Problem requirements
From the first record through the last, copy each one exactly.

==== Available data ====

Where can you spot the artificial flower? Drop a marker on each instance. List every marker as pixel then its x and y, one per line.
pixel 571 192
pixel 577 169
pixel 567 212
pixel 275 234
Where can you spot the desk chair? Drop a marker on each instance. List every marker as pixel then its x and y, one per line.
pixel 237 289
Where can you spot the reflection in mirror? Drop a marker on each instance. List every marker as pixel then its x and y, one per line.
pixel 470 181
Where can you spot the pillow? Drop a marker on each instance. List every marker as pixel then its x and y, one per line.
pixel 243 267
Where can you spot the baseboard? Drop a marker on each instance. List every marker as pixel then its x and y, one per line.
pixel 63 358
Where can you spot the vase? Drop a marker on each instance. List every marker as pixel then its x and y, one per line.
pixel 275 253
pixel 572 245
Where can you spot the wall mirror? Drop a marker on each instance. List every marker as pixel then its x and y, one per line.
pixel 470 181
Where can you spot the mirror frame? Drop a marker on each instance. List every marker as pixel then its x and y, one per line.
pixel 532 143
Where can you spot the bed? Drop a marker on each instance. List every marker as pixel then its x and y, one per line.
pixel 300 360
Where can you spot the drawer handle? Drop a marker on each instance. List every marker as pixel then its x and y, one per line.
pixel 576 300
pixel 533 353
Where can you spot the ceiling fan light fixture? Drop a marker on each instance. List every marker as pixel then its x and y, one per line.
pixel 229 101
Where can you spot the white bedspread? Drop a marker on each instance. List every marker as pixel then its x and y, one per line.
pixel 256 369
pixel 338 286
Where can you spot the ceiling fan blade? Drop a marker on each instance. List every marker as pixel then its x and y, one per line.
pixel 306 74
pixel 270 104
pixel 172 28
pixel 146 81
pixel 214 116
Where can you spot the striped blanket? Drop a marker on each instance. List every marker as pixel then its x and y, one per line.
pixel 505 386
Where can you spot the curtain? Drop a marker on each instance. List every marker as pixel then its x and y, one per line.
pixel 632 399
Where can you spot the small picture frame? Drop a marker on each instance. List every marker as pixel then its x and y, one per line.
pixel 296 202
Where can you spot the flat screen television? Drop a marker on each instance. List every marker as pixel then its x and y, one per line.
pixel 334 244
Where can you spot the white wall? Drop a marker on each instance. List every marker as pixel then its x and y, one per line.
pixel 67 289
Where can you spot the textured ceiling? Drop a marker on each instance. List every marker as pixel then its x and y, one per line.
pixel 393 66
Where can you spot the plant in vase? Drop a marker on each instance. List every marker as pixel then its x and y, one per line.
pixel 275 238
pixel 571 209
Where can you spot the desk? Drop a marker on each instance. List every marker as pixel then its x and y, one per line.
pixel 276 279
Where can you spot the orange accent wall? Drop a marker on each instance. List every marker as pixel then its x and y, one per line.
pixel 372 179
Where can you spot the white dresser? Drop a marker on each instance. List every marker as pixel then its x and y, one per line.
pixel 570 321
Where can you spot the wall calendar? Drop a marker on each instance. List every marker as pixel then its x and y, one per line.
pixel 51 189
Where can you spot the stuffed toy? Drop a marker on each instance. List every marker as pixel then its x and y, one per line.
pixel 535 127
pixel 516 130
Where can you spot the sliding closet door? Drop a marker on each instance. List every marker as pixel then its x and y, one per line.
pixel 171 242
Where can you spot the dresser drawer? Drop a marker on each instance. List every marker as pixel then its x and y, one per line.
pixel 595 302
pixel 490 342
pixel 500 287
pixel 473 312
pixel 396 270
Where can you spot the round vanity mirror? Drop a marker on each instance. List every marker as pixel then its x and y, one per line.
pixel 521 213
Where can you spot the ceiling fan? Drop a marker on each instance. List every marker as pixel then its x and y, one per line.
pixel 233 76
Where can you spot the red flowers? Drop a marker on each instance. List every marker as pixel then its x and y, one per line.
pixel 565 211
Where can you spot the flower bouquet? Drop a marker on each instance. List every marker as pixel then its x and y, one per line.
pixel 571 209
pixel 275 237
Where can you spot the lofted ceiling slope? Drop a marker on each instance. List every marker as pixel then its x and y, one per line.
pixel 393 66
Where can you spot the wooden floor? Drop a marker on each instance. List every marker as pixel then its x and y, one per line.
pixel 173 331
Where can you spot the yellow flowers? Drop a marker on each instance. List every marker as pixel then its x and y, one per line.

====

Exercise solution
Where can you spot the artificial flower? Drop a marker on each instance. List every marker as pixel then its x and y, one per line.
pixel 571 192
pixel 577 169
pixel 567 212
pixel 275 234
Where can you spot the desk chair? Drop a marker on each instance. List every marker as pixel then its x and y, one per line.
pixel 237 289
Where can you spot the reflection in mirror? Drop a marker on each instance. List every marker as pixel then its x and y, one per line.
pixel 470 181
Where can you spot the pillow? Drop a marker on each instance. List every marker as pixel then its x and y, one per line.
pixel 243 267
Where can you spot the baseboard? Drop a marker on each instance. List every marker as pixel then its x and y, one per line.
pixel 63 358
Where can you spot the vase? Drop a marker on each instance. List every marker as pixel then its x and y, one per line.
pixel 275 253
pixel 572 245
Where can you spot the wall mirror? Drop a marker on each instance. List every marker as pixel then its x and y, one per line.
pixel 470 181
Where can you spot the mirror frame? Drop a marker on each instance. List every marker as pixel then its x and y, one per line.
pixel 532 143
Where can you spot the bed? Drop a marker on each instance. List every marker as pixel then its x and y, one per line.
pixel 300 360
Where can you spot the drawer handle? Drop a marker on each instance. List every marker as pixel then its x and y, one per line.
pixel 576 300
pixel 533 353
Where can you spot the ceiling fan light fixture? Drop a marker on each instance. List every marker as pixel then its x and y, one per line.
pixel 229 101
Where can you spot the white bedspread? Drop a marker on each instance. List every marker as pixel then its x and y, one per line.
pixel 256 369
pixel 338 286
Where can you spot the ceiling fan blade? Drop a marker on each instance. List every marker as pixel then its x and y, one per line.
pixel 306 74
pixel 270 104
pixel 172 28
pixel 146 81
pixel 214 116
Where can you spot the striped blanket? Drop a marker on each instance. List every marker as pixel then its x and y, one per line.
pixel 505 386
Where can you spot the curtain? Drop a marker on each instance. List every marker as pixel then its x and y, one per line.
pixel 632 399
Where can you spot the small picture frame? Drop a marker on each instance. List every marker as pixel then its x and y, one per line.
pixel 296 202
Where can you spot the flat screen television? Drop a marker on each instance. List every marker as pixel then its x and y, one per line.
pixel 334 244
Where can you spot the white wall? Drop a marker on each instance. List every marker as pixel then its x and y, one per line.
pixel 67 289
Where can you spot the textured ceiling? Drop a marker on each instance. List every marker as pixel then its x and y, one per line.
pixel 393 66
Where can you spot the plant in vase? Drop a marker on each instance. List every marker as pixel then its x and y, one per line.
pixel 275 238
pixel 571 209
Where can you spot the desk? Drop a marker on each instance. List every marker as pixel then its x and y, one per line.
pixel 276 279
Where can you spot the orange accent wall? Drop a marker on each instance. List every marker as pixel then its x and y, one per line.
pixel 372 179
Where can you spot the white dresser? Drop a marker on each instance. List every marker as pixel then its x and y, one per line.
pixel 570 321
Where can you spot the wall calendar? Drop a marker on each instance. List every marker as pixel then its x and y, one per line.
pixel 51 189
Where can you spot the stuffed toy? Drop a marker on each instance. List every marker as pixel then its x and y, one per line.
pixel 535 127
pixel 516 130
Where can you spot the sliding closet door? Drop a marker on each instance. List every marker as pixel then its x and y, one per line.
pixel 171 242
Where can you spot the dresser drawer? Drop a marker on each instance. List every marker as pixel then its x and y, one per line.
pixel 595 302
pixel 490 342
pixel 500 287
pixel 473 312
pixel 396 270
Where can you spot the round vanity mirror? Drop a marker on each instance. List every marker as pixel then its x and y, one per line.
pixel 521 213
Where can you spot the ceiling fan? Drop a marker on each instance. List every marker as pixel then its x and y, one per line.
pixel 233 76
Where can you spot the red flowers? Drop a marker on each instance. List every marker as pixel then its x and y, one per line.
pixel 565 211
Where can you spot the flower bouquet? Drop a marker on each instance. List every marker as pixel then its x and y, one per line.
pixel 571 209
pixel 275 237
Where can you spot the lofted ceiling slope? Drop a marker on each instance. List every marker as pixel then its x and y, one per line.
pixel 393 66
Where can you spot the wooden floor? Drop a marker on each instance. List every marker as pixel then its x and y, one per line.
pixel 173 331
Where can you spot the yellow flowers? Drop a marker on each instance. List every marker as pixel then its x and y, one per line.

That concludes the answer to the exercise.